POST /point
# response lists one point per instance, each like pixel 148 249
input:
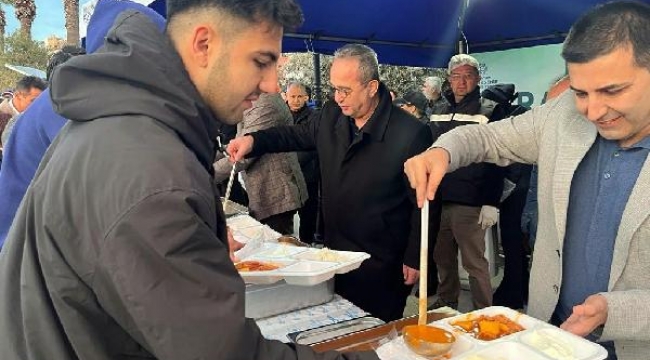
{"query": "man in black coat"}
pixel 362 142
pixel 297 96
pixel 119 250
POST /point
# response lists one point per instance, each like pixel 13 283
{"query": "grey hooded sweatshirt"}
pixel 118 250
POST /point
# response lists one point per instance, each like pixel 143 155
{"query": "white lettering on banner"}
pixel 532 70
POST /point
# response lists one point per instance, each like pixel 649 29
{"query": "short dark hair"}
pixel 286 13
pixel 608 27
pixel 304 87
pixel 60 56
pixel 368 63
pixel 27 83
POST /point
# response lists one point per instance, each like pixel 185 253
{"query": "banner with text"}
pixel 533 70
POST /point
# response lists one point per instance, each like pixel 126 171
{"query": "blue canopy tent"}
pixel 426 32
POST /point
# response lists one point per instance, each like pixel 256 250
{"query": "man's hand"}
pixel 425 172
pixel 238 148
pixel 488 216
pixel 233 245
pixel 587 316
pixel 410 275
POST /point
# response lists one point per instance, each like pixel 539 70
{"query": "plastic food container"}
pixel 300 265
pixel 538 341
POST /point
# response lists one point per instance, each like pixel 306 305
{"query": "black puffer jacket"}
pixel 308 159
pixel 118 250
pixel 477 184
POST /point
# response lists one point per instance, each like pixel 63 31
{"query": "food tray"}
pixel 538 341
pixel 300 265
pixel 333 331
pixel 233 208
pixel 263 301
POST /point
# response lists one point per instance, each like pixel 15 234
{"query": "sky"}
pixel 49 19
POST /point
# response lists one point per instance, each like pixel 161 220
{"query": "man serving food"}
pixel 592 255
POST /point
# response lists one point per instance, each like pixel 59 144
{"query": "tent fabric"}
pixel 425 32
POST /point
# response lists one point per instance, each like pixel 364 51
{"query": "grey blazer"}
pixel 274 182
pixel 556 137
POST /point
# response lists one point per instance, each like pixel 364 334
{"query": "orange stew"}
pixel 429 334
pixel 252 265
pixel 488 327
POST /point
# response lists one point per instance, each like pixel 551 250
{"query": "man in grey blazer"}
pixel 274 183
pixel 591 269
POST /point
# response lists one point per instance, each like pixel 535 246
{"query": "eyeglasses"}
pixel 464 77
pixel 345 92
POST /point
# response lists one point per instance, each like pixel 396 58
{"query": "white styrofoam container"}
pixel 561 345
pixel 307 273
pixel 299 270
pixel 267 276
pixel 348 260
pixel 525 321
pixel 504 351
pixel 538 341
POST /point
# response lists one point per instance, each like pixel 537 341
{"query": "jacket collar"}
pixel 378 122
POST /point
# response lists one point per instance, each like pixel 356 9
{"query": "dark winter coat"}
pixel 476 184
pixel 367 203
pixel 308 159
pixel 118 250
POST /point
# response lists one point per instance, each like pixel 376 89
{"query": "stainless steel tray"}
pixel 233 208
pixel 333 331
pixel 269 300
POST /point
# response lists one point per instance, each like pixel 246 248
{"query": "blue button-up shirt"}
pixel 600 189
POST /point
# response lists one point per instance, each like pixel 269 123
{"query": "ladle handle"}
pixel 424 251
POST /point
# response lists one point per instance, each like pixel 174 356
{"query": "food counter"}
pixel 299 296
pixel 370 339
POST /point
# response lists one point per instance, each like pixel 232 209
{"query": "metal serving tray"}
pixel 333 331
pixel 270 300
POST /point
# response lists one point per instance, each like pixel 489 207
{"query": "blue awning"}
pixel 426 32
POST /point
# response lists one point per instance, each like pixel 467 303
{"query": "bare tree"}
pixel 3 25
pixel 71 10
pixel 25 11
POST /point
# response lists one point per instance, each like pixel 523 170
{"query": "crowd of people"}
pixel 113 237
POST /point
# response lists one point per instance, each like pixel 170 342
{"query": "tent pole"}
pixel 317 93
pixel 462 41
= = = = =
From the records given above, reproduce all text exactly and exclude each picture.

§ **ANSWER**
POST /point
# response lists one point per instance, each like pixel 148 249
input:
{"query": "man in black coat"}
pixel 362 142
pixel 297 96
pixel 119 250
POST /point
# response lists one point per instance, each like pixel 13 283
{"query": "grey hooded sweatshirt"}
pixel 118 250
POST /point
# response lists one point per instance, each like pixel 143 155
{"query": "white lettering on banner"}
pixel 532 70
POST /point
# response lists one point per instance, each like pixel 649 29
{"query": "short dark hair"}
pixel 286 13
pixel 608 27
pixel 304 87
pixel 60 56
pixel 368 63
pixel 27 83
POST /point
# response lists one point per instance, each like pixel 185 253
{"query": "banner with text"}
pixel 533 70
POST /point
# response lists one point per instance, each like pixel 126 171
{"query": "blue canopy tent"}
pixel 426 32
POST /point
# response lists one point per instance, each like pixel 256 250
{"query": "man's hand"}
pixel 425 172
pixel 238 148
pixel 488 216
pixel 233 245
pixel 587 316
pixel 410 275
POST /point
# response lists one point per instance, each like pixel 539 70
{"query": "plastic food container"}
pixel 300 265
pixel 538 341
POST /point
# response lists one point per instance, each like pixel 306 305
{"query": "black puffer jacket"}
pixel 308 159
pixel 118 250
pixel 477 184
POST /point
# response lists one point per instance, each like pixel 63 31
{"query": "food tray"}
pixel 538 341
pixel 300 265
pixel 333 331
pixel 233 208
pixel 263 301
POST /point
# response lists one point per instance, each like pixel 15 234
{"query": "sky"}
pixel 49 19
POST /point
# response lists one point per instance, each like pixel 161 220
{"query": "man serving food"}
pixel 592 255
POST /point
# response lists one point per instance, each like pixel 59 144
{"query": "tent fabric"}
pixel 425 32
POST /point
# response lists one point per instance, each like pixel 364 51
{"query": "grey blazer"}
pixel 274 182
pixel 556 137
POST /point
# response lists one point per instance, each like pixel 364 334
{"query": "orange stew"}
pixel 429 334
pixel 252 265
pixel 488 327
POST /point
# response lists one point per instance, each like pixel 551 250
{"query": "man in grey blazer"}
pixel 274 183
pixel 591 269
POST /point
# response lists one point per instance, each like pixel 535 246
{"query": "eyeglasses"}
pixel 464 77
pixel 345 92
POST /point
# response lists one point per instance, each like pixel 396 58
{"query": "white styrofoam container"}
pixel 561 345
pixel 307 273
pixel 299 270
pixel 267 276
pixel 348 260
pixel 525 321
pixel 504 351
pixel 538 341
POST /point
# response lists one point per instance, each like pixel 537 341
{"query": "jacket collar"}
pixel 378 122
POST /point
# response lists one point per instance, each like pixel 356 9
{"query": "dark winter coat"}
pixel 476 184
pixel 367 203
pixel 308 159
pixel 118 250
POST /point
# response lists one point per instance, each like pixel 376 89
{"query": "stainless steel tray"}
pixel 233 208
pixel 333 331
pixel 269 300
POST /point
# response lists one point per instance, each like pixel 246 248
{"query": "blue button-up shirt"}
pixel 600 189
POST /point
# response lists one point per instance, each like pixel 269 123
{"query": "ladle handle"}
pixel 424 251
POST /point
# response lists one point per instance, each like pixel 174 356
{"query": "food counter"}
pixel 299 296
pixel 370 339
POST /point
# response lists one point per instance, each like pixel 232 209
{"query": "metal serving tray"}
pixel 333 331
pixel 270 300
POST /point
# response lists one point per instance, each like pixel 489 207
{"query": "blue awning"}
pixel 426 32
POST /point
# response lists one point per instance, each like pixel 467 303
{"query": "bare tree"}
pixel 3 25
pixel 71 10
pixel 25 11
POST /point
# response lists one point per instance, each like pixel 523 170
{"query": "crowd of people"}
pixel 113 237
POST /point
# response lists one point per instance, each like pixel 170 342
{"query": "tent pole"}
pixel 317 93
pixel 462 41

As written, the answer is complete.